- _CHALLENGE_: Copy the data below word for word, leaving out the pictures.
━━━
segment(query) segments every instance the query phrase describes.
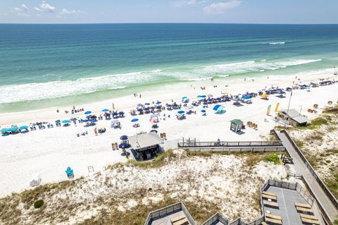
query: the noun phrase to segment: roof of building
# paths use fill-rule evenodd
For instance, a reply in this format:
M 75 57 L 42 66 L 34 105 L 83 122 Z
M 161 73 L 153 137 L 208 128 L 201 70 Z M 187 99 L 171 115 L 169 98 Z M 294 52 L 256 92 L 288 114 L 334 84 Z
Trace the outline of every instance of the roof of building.
M 290 109 L 289 111 L 287 111 L 287 109 L 282 109 L 280 110 L 279 112 L 282 112 L 282 114 L 287 115 L 289 117 L 299 123 L 304 123 L 308 121 L 306 117 L 301 115 L 298 111 L 294 109 Z
M 137 134 L 128 138 L 129 143 L 134 150 L 159 145 L 163 142 L 162 139 L 155 132 Z
M 240 119 L 238 119 L 238 118 L 233 119 L 230 122 L 232 123 L 234 123 L 236 125 L 243 124 L 243 121 L 241 121 Z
━━━
- _EXERCISE RESULT_:
segment(query) segments every instance the query phrase describes.
query: the noun phrase to segment: roof of building
# paths use fill-rule evenodd
For instance, a reply in this format:
M 75 57 L 42 66 L 34 105 L 83 122 Z
M 161 73 L 153 137 L 208 128 L 201 70 Z M 187 99 L 171 115 L 169 98 Z M 294 52 L 256 92 L 288 114 L 334 84 Z
Trace the outline of every instance of the roof of building.
M 290 109 L 289 111 L 287 111 L 287 109 L 282 109 L 280 110 L 279 112 L 282 112 L 282 114 L 287 115 L 289 117 L 299 123 L 304 123 L 308 121 L 306 117 L 301 115 L 298 111 L 294 109 Z
M 137 134 L 128 138 L 129 143 L 134 150 L 159 145 L 163 142 L 162 139 L 155 132 Z
M 240 119 L 238 119 L 238 118 L 233 119 L 230 122 L 232 123 L 234 123 L 236 125 L 243 124 L 243 121 L 241 121 Z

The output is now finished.